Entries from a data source
--- Start ---

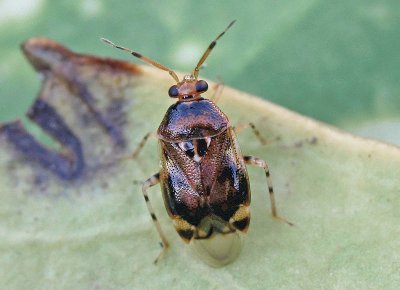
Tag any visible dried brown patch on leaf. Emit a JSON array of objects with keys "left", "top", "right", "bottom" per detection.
[{"left": 0, "top": 38, "right": 141, "bottom": 183}]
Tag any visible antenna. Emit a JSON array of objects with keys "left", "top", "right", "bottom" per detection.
[
  {"left": 193, "top": 20, "right": 236, "bottom": 79},
  {"left": 101, "top": 35, "right": 179, "bottom": 83}
]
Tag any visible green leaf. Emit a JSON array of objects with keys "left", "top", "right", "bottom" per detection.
[{"left": 0, "top": 38, "right": 400, "bottom": 289}]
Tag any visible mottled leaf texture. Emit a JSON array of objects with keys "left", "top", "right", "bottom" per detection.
[{"left": 0, "top": 39, "right": 400, "bottom": 289}]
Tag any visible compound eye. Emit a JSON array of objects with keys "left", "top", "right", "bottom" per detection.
[
  {"left": 168, "top": 85, "right": 179, "bottom": 98},
  {"left": 196, "top": 80, "right": 208, "bottom": 93}
]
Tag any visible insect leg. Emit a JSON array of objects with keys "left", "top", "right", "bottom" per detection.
[
  {"left": 243, "top": 156, "right": 293, "bottom": 226},
  {"left": 142, "top": 173, "right": 169, "bottom": 264},
  {"left": 210, "top": 80, "right": 224, "bottom": 104},
  {"left": 233, "top": 123, "right": 268, "bottom": 145}
]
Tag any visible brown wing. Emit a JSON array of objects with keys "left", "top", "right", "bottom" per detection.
[
  {"left": 201, "top": 128, "right": 250, "bottom": 221},
  {"left": 160, "top": 140, "right": 207, "bottom": 225},
  {"left": 160, "top": 128, "right": 250, "bottom": 226}
]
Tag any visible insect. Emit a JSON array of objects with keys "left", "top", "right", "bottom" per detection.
[{"left": 102, "top": 21, "right": 290, "bottom": 266}]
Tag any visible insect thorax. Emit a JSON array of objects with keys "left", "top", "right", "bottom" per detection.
[{"left": 157, "top": 98, "right": 230, "bottom": 142}]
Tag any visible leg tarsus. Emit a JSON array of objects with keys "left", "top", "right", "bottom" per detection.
[
  {"left": 243, "top": 156, "right": 293, "bottom": 226},
  {"left": 142, "top": 173, "right": 169, "bottom": 264}
]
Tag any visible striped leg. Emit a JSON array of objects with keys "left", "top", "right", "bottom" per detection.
[
  {"left": 233, "top": 123, "right": 268, "bottom": 145},
  {"left": 243, "top": 156, "right": 293, "bottom": 226},
  {"left": 142, "top": 173, "right": 169, "bottom": 264}
]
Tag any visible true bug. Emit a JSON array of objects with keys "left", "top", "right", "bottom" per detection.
[{"left": 102, "top": 21, "right": 290, "bottom": 266}]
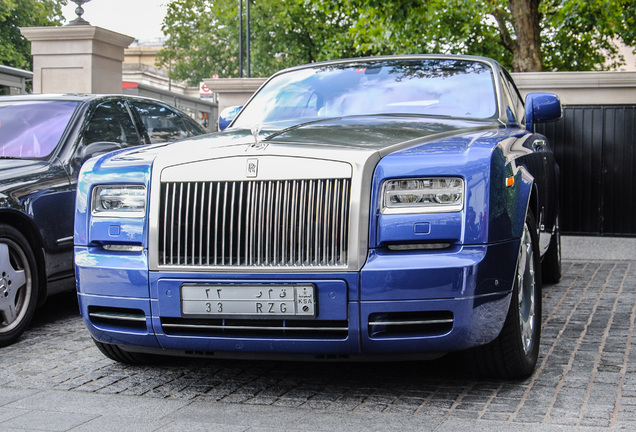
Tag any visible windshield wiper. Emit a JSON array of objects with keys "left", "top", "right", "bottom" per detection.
[
  {"left": 263, "top": 116, "right": 342, "bottom": 141},
  {"left": 263, "top": 113, "right": 457, "bottom": 141}
]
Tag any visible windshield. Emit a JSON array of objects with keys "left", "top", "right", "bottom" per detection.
[
  {"left": 0, "top": 101, "right": 78, "bottom": 159},
  {"left": 232, "top": 59, "right": 497, "bottom": 128}
]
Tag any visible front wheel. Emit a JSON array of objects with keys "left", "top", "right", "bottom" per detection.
[
  {"left": 0, "top": 224, "right": 38, "bottom": 347},
  {"left": 93, "top": 339, "right": 158, "bottom": 365},
  {"left": 471, "top": 214, "right": 541, "bottom": 379}
]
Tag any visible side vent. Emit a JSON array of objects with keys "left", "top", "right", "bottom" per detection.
[
  {"left": 161, "top": 318, "right": 349, "bottom": 339},
  {"left": 369, "top": 311, "right": 454, "bottom": 338},
  {"left": 88, "top": 306, "right": 147, "bottom": 331}
]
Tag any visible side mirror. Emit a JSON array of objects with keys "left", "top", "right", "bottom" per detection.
[
  {"left": 526, "top": 93, "right": 563, "bottom": 132},
  {"left": 219, "top": 106, "right": 243, "bottom": 131},
  {"left": 77, "top": 141, "right": 121, "bottom": 162}
]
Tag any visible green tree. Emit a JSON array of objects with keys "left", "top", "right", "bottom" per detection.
[
  {"left": 320, "top": 0, "right": 636, "bottom": 71},
  {"left": 159, "top": 0, "right": 636, "bottom": 76},
  {"left": 157, "top": 0, "right": 355, "bottom": 84},
  {"left": 0, "top": 0, "right": 66, "bottom": 70}
]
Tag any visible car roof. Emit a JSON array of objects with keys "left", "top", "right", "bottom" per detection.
[
  {"left": 274, "top": 54, "right": 503, "bottom": 76},
  {"left": 0, "top": 93, "right": 170, "bottom": 103}
]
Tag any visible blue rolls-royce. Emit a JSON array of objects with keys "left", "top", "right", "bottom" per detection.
[{"left": 75, "top": 55, "right": 561, "bottom": 378}]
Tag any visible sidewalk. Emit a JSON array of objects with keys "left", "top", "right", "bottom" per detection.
[
  {"left": 0, "top": 236, "right": 636, "bottom": 432},
  {"left": 561, "top": 236, "right": 636, "bottom": 261}
]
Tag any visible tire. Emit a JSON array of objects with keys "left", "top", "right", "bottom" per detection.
[
  {"left": 93, "top": 339, "right": 156, "bottom": 365},
  {"left": 541, "top": 212, "right": 562, "bottom": 284},
  {"left": 0, "top": 224, "right": 38, "bottom": 347},
  {"left": 471, "top": 214, "right": 541, "bottom": 379}
]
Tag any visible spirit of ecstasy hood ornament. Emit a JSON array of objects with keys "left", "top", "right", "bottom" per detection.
[{"left": 248, "top": 124, "right": 268, "bottom": 150}]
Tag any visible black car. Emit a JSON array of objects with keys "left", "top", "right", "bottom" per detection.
[{"left": 0, "top": 95, "right": 207, "bottom": 346}]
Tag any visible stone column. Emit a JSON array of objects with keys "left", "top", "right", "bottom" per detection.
[{"left": 20, "top": 25, "right": 134, "bottom": 93}]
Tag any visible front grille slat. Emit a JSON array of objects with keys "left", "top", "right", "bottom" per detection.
[{"left": 157, "top": 179, "right": 351, "bottom": 267}]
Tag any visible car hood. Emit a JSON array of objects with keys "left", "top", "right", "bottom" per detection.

--- End ---

*THE EXERCISE*. List every line in the entries above that contains the word "green".

*THE SOLUTION*.
Tag any visible green leaf. Emit a JSON array of objects with keys "left", "top", "right", "bottom" per detection.
Tag any visible green tree. Emit a JSON array of objects with keys "left", "top", "right", "bottom" per detection.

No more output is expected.